Task statement -> Format every item below as a numbered list with no blank lines, and leave the pictures out.

Data shown ->
· · · ·
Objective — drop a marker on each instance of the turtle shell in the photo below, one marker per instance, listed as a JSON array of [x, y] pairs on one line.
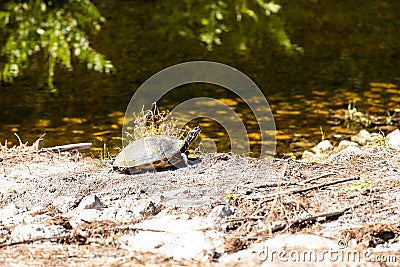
[[149, 153]]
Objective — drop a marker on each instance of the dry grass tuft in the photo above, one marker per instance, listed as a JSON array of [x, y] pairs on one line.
[[155, 122], [22, 148]]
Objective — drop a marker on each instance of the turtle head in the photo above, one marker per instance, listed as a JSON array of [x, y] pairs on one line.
[[192, 135]]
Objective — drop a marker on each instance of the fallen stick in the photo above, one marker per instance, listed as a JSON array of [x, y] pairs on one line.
[[66, 147]]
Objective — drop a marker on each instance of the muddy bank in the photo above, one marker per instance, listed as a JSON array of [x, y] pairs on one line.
[[64, 209]]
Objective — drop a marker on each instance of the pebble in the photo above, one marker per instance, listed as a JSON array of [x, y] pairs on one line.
[[24, 232]]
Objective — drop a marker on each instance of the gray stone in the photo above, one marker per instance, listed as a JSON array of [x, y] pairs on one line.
[[219, 214], [322, 147], [173, 237]]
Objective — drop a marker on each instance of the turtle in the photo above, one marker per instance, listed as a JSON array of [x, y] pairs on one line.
[[158, 152]]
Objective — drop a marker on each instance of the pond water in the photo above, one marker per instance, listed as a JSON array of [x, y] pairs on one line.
[[351, 54]]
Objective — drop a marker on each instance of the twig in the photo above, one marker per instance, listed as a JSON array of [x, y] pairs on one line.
[[66, 147], [314, 178], [305, 189]]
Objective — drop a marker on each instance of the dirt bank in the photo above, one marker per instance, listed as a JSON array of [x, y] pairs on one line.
[[63, 209]]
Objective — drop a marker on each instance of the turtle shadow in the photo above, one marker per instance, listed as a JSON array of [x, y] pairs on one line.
[[136, 170]]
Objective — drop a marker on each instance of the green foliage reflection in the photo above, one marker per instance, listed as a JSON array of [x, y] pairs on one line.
[[57, 29], [236, 17]]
· · · ·
Result of this task ->
1. Objective — drop a marker on each instance of the turtle shell in the photo below, one marker per instance, listed as a JSON array of [x, y] pairs on one line.
2. [[149, 153]]
3. Objective — drop a marker on each instance of the dry grass tuft in the photo above, one marker per instance, listed as a JSON array of [x, y] pairs on one line.
4. [[155, 122], [22, 148]]
5. Objective — drop a marker on each instance of the turtle head in the photo above, one marker per instance, listed as a JSON array of [x, y] pairs on one line.
6. [[192, 135]]
7. Objective — drop a marker on each instance of the fallen stick in the photo above, one marker per instance, listed as a JSON array of [x, y] pairs on one line.
8. [[66, 147]]
9. Objective — drop a marker on each instance of the muddy bank in the photo above, one marker per instance, listed as a JSON array of [x, y] pairs on one line.
10. [[64, 209]]
11. Objective — drop a marker on each instance of the pebble in the photo above, one marker per instance, listed as a JSON array of [x, y] pairs on one line.
12. [[24, 232]]
13. Objective — drop a marker on each instance of the gray stone in the photo above, one marker per instance, listed as a JSON array of [x, y] pairs on one line.
14. [[219, 214], [322, 147], [173, 237]]
15. Objective — drop a marker on each instance of the turtle in the photo above, one marker per instance, listed as a JSON array of [x, y] pairs on one line.
16. [[158, 152]]
17. Objective — drop a marker on each instance of the pond water in the photo above, one marker per instance, listed as a JSON array of [x, y] pairs on one line.
18. [[351, 54]]
19. Objective — drop a marker on each instance of the twig in the photo above, one marker per instance, listed as a JSON array of [x, y] pairs on one line.
20. [[66, 147], [314, 178], [305, 189]]
21. Objective — drop a marker on each instance of the dirt bank in the photo above, one marker per instance, listed as a JSON array of [x, y] pairs on one line.
22. [[63, 209]]
23. Objective — drop a marker on each instance of the turtle shadow in the photo above, one marker per instance, listed as a JSON array of [x, y] pairs on one line.
24. [[136, 170]]
25. Objective — drop a marker on each instance of the green foliage reflection in the photo above, one marker per instance, listed as a JSON array of [x, y] pairs on one line.
26. [[57, 29], [236, 17]]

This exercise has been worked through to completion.